▶ _Aim of the exercise_:
Please print every line from the one containing "Objective — for every instance of the wooden post" through the last line of the records below, exactly as written and nothing more.

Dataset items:
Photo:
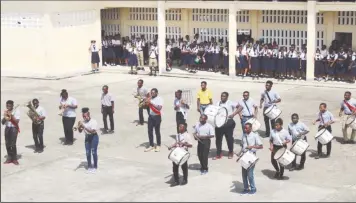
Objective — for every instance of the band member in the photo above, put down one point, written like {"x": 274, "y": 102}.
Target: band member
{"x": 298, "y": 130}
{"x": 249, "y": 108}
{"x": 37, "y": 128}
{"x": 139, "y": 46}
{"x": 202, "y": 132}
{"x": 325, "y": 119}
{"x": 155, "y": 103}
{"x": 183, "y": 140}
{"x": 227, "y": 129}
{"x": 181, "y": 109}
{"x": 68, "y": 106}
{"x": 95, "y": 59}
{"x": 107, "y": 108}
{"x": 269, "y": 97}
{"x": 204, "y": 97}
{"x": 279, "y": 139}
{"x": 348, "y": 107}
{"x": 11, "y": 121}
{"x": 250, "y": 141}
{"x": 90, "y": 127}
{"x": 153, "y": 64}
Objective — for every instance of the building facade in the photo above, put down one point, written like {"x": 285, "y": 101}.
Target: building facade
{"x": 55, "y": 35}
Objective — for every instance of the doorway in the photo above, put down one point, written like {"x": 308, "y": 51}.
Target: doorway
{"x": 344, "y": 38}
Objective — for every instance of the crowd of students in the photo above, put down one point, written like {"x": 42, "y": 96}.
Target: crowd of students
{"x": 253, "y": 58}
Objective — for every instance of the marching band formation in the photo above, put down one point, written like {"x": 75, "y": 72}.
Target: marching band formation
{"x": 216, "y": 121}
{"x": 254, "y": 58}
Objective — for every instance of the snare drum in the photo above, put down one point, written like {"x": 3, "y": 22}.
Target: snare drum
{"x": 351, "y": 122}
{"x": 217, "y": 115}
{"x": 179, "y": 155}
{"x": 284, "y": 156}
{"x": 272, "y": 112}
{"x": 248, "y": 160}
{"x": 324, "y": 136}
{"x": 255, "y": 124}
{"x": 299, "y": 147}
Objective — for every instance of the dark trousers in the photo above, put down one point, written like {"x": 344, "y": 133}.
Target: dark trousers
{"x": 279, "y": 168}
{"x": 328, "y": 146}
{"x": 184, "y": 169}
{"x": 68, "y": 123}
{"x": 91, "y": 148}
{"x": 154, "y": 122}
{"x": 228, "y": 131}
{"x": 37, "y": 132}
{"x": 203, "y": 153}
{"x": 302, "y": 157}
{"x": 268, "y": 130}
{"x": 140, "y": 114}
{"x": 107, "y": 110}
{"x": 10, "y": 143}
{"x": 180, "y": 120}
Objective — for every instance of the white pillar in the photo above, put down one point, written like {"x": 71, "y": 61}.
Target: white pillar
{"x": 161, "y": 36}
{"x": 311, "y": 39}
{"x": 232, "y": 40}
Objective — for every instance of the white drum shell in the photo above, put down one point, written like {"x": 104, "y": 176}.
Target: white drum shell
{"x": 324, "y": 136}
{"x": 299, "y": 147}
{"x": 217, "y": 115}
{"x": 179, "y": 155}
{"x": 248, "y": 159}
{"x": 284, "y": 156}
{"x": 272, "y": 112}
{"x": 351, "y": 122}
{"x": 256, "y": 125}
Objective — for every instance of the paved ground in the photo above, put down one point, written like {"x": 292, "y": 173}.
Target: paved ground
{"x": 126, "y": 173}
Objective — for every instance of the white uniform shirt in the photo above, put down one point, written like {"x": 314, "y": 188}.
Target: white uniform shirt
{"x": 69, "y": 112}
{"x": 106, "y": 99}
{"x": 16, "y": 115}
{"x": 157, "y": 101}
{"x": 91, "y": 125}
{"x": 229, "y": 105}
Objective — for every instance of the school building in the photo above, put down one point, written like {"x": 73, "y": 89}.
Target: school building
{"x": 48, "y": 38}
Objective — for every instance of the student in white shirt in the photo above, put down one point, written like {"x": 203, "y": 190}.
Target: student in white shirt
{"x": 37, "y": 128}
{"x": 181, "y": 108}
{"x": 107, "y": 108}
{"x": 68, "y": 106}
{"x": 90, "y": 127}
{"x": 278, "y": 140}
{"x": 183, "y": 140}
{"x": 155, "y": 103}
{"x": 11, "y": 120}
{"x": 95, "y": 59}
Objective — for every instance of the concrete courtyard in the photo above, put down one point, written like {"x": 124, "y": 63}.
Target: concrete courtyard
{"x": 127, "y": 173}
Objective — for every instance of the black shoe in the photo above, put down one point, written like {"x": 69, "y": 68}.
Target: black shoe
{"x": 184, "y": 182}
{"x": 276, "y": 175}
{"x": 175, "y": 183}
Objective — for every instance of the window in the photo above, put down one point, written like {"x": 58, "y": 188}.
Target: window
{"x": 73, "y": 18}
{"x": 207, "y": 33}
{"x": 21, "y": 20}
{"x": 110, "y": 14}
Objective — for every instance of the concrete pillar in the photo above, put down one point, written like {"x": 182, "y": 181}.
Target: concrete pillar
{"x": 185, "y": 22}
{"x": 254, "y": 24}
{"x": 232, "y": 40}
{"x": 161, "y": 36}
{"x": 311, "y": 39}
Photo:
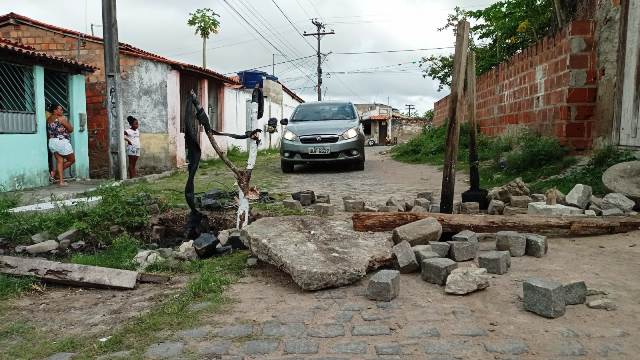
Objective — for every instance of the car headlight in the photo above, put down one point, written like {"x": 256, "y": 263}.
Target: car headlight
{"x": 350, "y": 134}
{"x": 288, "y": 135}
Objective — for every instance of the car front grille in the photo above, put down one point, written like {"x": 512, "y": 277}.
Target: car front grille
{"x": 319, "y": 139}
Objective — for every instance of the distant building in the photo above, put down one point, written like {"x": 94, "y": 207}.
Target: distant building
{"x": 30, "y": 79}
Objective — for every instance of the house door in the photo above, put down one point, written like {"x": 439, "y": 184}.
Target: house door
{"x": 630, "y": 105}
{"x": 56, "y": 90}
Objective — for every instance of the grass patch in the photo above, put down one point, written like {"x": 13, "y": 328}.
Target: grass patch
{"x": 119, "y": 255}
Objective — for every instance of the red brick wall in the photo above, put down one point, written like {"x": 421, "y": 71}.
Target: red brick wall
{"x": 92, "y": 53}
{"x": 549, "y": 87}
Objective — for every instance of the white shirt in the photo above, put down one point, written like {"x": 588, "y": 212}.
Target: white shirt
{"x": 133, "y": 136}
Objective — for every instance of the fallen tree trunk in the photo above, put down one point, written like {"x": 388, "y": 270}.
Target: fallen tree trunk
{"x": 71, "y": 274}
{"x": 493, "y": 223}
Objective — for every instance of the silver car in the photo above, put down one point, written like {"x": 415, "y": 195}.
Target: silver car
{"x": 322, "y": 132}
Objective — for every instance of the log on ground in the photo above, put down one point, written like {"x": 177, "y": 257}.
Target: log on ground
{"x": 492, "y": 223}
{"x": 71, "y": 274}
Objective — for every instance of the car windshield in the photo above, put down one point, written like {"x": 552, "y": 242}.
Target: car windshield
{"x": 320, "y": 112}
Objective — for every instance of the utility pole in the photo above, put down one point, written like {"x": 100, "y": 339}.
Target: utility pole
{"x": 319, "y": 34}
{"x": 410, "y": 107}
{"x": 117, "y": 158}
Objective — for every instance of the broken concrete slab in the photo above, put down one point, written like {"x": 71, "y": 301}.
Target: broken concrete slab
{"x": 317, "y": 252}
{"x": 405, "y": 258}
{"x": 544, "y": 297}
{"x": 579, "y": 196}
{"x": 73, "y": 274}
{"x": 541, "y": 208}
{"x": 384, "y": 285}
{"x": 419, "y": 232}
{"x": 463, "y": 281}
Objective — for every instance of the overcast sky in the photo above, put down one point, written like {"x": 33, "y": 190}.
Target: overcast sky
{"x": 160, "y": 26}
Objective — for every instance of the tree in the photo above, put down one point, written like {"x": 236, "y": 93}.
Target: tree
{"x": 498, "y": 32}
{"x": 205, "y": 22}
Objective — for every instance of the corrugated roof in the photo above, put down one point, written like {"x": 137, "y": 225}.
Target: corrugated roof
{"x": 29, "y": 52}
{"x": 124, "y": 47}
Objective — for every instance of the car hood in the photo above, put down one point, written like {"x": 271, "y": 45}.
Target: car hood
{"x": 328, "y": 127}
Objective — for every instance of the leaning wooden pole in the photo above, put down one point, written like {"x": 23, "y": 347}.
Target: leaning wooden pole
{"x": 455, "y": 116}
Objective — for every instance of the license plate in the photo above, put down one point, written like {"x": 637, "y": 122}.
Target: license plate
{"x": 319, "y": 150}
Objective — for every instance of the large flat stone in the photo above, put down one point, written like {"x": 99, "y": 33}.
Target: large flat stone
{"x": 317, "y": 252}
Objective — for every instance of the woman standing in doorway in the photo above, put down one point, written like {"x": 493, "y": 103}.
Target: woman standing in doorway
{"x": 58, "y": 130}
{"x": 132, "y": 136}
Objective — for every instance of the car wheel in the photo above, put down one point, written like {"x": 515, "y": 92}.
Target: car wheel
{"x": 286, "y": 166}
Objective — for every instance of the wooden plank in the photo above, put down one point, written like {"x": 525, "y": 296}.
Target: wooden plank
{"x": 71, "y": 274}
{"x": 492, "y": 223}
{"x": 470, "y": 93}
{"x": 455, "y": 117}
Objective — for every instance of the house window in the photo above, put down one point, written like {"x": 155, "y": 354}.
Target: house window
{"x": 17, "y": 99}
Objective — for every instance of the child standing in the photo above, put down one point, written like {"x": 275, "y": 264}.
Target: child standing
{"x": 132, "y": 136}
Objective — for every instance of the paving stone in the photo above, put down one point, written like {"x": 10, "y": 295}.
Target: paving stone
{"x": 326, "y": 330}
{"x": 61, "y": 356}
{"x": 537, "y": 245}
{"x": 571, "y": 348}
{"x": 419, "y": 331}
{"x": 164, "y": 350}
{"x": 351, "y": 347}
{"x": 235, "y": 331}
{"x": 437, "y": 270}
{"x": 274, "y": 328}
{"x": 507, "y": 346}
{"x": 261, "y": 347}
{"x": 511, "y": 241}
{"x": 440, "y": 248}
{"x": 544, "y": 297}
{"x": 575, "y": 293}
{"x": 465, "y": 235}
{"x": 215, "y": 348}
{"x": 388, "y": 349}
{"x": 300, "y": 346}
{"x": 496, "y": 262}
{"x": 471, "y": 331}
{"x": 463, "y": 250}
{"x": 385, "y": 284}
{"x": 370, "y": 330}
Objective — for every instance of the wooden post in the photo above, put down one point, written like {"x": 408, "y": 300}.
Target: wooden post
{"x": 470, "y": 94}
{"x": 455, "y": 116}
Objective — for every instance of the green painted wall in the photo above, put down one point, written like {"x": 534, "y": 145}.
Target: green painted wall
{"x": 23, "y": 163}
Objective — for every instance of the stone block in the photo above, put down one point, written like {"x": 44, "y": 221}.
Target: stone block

▶ _Result of the exercise_:
Objective — for every instance of the wooden post in the photo above, put down one point, written like {"x": 408, "y": 300}.
Target: wooden post
{"x": 470, "y": 94}
{"x": 455, "y": 116}
Objective — for every instance of the green painted wall in the photo above, put down one point, written like {"x": 534, "y": 145}.
Target: green painted wall
{"x": 23, "y": 163}
Objective — for every instance of the stone block in the photo above, put down one point, written like {"x": 44, "y": 221}.
Target: stone block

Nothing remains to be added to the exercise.